WHAT TO DO:
Reproduce each of the following items verbatim, line for line.

RECORDS SUPPLIED:
--
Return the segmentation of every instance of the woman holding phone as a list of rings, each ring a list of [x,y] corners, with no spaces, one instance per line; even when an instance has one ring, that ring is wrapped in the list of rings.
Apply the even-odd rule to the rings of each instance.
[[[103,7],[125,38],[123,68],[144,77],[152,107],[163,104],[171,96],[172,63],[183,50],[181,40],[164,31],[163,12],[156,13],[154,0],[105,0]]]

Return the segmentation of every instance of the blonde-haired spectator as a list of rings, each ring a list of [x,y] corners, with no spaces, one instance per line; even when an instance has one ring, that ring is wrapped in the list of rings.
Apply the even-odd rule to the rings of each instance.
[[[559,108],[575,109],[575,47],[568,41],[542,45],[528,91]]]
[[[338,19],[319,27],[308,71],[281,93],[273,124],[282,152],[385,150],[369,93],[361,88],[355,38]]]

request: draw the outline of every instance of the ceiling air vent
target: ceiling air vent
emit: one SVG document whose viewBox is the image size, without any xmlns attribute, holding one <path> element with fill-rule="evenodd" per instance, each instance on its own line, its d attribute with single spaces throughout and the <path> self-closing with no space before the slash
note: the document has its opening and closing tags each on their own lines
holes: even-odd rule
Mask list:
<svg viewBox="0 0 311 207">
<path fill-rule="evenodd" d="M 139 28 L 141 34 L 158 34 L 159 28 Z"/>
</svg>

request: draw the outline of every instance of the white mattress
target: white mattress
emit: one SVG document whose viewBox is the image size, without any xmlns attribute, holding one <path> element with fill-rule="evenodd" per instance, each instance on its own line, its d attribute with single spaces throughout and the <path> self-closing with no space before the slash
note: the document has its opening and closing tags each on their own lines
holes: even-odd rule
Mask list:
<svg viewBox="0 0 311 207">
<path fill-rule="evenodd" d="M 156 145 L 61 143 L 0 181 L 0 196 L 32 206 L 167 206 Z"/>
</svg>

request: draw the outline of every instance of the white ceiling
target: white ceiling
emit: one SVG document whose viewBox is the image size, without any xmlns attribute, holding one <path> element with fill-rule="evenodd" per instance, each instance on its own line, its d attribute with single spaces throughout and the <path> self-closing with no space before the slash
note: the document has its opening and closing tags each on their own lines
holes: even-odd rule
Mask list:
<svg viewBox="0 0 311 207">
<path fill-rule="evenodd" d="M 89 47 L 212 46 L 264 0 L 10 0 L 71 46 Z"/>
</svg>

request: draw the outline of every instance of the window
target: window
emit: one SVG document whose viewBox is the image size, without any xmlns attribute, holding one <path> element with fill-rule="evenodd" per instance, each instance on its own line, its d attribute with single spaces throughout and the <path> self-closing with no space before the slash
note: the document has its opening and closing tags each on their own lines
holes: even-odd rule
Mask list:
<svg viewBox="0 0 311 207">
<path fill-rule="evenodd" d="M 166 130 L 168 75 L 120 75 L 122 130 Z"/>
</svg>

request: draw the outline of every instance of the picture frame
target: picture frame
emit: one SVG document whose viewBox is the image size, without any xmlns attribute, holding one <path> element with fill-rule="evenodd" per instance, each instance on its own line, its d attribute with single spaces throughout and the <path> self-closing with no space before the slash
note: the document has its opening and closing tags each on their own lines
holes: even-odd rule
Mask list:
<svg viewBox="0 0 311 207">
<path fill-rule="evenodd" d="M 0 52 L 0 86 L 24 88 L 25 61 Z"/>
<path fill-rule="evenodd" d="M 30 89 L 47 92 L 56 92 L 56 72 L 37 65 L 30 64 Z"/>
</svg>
--
EXERCISE RESPONSE:
Return the segmentation of every instance of the woman holding phone as a list of rings, each ring a list of [x,y] corners, with no spaces, one instance per line; even when an instance has one ring, that ring is wrapped in the list of rings.
Apply the even-odd rule to the rings of each instance.
[[[103,7],[125,38],[123,68],[144,77],[152,107],[163,104],[171,96],[172,63],[183,50],[181,40],[164,31],[163,12],[156,13],[154,0],[105,0]]]

Return the segmentation of every instance of the blonde-haired spectator as a list of rings, each ring a list of [x,y] corners, with no spaces, one instance per line; even when an instance has one ring, that ring is wrapped in the list of rings.
Apply the even-odd rule to the rings of each instance.
[[[559,108],[575,109],[575,47],[568,41],[542,45],[528,91]]]
[[[338,19],[319,27],[308,71],[281,93],[273,124],[282,152],[385,150],[369,93],[361,88],[355,38]]]

request: draw the outline of every instance of the ceiling air vent
target: ceiling air vent
emit: one SVG document whose viewBox is the image size, without any xmlns attribute, holding one <path> element with fill-rule="evenodd" per instance, each instance on its own line, its d attribute with single spaces throughout and the <path> self-closing with no space before the slash
note: the document has its opening and closing tags each on their own lines
holes: even-odd rule
Mask list:
<svg viewBox="0 0 311 207">
<path fill-rule="evenodd" d="M 139 28 L 141 34 L 158 34 L 159 28 Z"/>
</svg>

request: draw the outline of every instance of the white mattress
target: white mattress
emit: one SVG document whose viewBox is the image size, without any xmlns attribute, holding one <path> element with fill-rule="evenodd" per instance, each instance on its own line, its d attribute with single spaces throughout and the <path> self-closing with no space before the slash
note: the document has its opening and closing tags each on their own lines
holes: even-odd rule
Mask list:
<svg viewBox="0 0 311 207">
<path fill-rule="evenodd" d="M 156 145 L 61 143 L 0 181 L 0 196 L 32 206 L 167 206 Z"/>
</svg>

request: draw the outline of every instance of the white ceiling
target: white ceiling
emit: one SVG document whose viewBox is the image size, without any xmlns attribute, holding one <path> element with fill-rule="evenodd" per instance, each instance on its own line, its d attribute with single spaces throughout and the <path> self-closing with no space before the slash
note: the document has its opening and closing tags each on their own lines
holes: even-odd rule
Mask list:
<svg viewBox="0 0 311 207">
<path fill-rule="evenodd" d="M 89 47 L 212 46 L 264 0 L 10 0 L 71 46 Z"/>
</svg>

request: draw the outline of every instance of the window
target: window
emit: one SVG document whose viewBox is the image size, without any xmlns attribute, holding one <path> element with fill-rule="evenodd" per instance, each instance on its own line, its d attribute with single spaces throughout and the <path> self-closing with no space before the slash
note: the document has its opening and closing tags each on their own lines
holes: even-odd rule
Mask list:
<svg viewBox="0 0 311 207">
<path fill-rule="evenodd" d="M 166 130 L 168 75 L 120 75 L 122 130 Z"/>
</svg>

request: draw the outline of every instance of the picture frame
target: picture frame
emit: one SVG document whose viewBox is the image size, without any xmlns attribute, holding one <path> element with fill-rule="evenodd" per instance, each instance on its own line, its d attribute with single spaces throughout and the <path> self-closing with no space before the slash
note: the document has its opening and closing tags each on their own lines
holes: even-odd rule
Mask list:
<svg viewBox="0 0 311 207">
<path fill-rule="evenodd" d="M 0 52 L 0 86 L 24 88 L 25 61 Z"/>
<path fill-rule="evenodd" d="M 30 89 L 47 92 L 56 92 L 56 72 L 37 65 L 30 64 Z"/>
</svg>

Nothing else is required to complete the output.